» **Written task**: Pull out every line of the listing below that contains the word "sweatshirt", and copy each one in full.

» **Records for this task**:
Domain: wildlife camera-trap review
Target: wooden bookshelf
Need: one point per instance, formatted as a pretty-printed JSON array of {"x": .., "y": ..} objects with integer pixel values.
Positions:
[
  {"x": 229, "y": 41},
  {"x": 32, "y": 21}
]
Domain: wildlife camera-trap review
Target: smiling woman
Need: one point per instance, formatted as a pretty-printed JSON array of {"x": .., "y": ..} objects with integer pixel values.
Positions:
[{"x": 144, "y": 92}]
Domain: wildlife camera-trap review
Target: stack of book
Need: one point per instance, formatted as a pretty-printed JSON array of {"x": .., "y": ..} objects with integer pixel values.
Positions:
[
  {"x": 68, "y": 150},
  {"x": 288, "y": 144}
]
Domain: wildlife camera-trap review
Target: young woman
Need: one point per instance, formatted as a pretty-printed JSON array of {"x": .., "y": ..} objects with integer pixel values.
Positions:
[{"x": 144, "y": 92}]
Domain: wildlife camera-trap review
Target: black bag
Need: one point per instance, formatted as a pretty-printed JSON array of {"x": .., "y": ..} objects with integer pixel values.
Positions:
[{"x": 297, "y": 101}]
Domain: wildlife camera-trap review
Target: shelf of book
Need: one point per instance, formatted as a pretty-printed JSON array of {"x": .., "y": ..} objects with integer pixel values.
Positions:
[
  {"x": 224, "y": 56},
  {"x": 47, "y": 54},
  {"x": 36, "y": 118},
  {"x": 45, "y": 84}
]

* * *

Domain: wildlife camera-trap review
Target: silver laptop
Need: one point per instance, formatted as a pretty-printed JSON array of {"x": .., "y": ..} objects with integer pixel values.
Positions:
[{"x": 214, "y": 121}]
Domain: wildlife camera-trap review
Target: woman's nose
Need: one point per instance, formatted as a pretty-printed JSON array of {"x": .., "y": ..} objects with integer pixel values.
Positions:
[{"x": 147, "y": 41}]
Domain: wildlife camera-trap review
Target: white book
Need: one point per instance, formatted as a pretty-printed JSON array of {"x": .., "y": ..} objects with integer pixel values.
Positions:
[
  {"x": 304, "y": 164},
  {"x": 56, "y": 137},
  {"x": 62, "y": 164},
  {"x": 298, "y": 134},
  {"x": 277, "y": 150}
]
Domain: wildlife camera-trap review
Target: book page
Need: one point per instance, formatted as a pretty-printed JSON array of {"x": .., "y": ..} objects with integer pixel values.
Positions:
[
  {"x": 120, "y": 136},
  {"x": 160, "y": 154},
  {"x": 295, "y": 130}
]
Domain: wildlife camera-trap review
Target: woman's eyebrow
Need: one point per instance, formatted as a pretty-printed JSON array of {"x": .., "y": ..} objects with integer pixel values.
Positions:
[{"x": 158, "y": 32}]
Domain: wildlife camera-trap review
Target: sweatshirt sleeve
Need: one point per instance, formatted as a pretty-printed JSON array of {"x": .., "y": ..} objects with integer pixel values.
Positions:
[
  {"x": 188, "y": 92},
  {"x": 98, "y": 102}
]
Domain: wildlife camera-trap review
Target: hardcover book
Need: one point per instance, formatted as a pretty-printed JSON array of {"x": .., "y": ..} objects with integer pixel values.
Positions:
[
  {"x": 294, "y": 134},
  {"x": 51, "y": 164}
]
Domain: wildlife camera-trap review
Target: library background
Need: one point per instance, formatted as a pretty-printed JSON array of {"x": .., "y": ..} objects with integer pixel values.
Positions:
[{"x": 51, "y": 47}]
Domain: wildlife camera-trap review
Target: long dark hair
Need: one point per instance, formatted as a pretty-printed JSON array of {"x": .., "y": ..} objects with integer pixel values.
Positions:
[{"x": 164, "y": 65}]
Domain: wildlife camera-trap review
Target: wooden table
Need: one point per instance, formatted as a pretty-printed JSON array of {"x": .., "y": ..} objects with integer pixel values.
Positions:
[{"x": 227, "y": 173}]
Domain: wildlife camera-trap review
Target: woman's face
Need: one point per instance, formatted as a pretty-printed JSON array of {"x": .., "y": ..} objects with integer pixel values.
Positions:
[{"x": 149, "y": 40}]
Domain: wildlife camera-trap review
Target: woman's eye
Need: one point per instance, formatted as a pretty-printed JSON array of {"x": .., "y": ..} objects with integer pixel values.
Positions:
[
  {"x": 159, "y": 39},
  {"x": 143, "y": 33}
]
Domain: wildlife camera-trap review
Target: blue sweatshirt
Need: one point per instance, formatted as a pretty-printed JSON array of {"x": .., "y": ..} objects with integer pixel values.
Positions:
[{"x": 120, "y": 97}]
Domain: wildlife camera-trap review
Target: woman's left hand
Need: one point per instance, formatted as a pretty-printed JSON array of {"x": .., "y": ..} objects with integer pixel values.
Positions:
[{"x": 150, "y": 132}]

» **Response to this task**:
Target: sweatshirt sleeve
Target: blue sweatshirt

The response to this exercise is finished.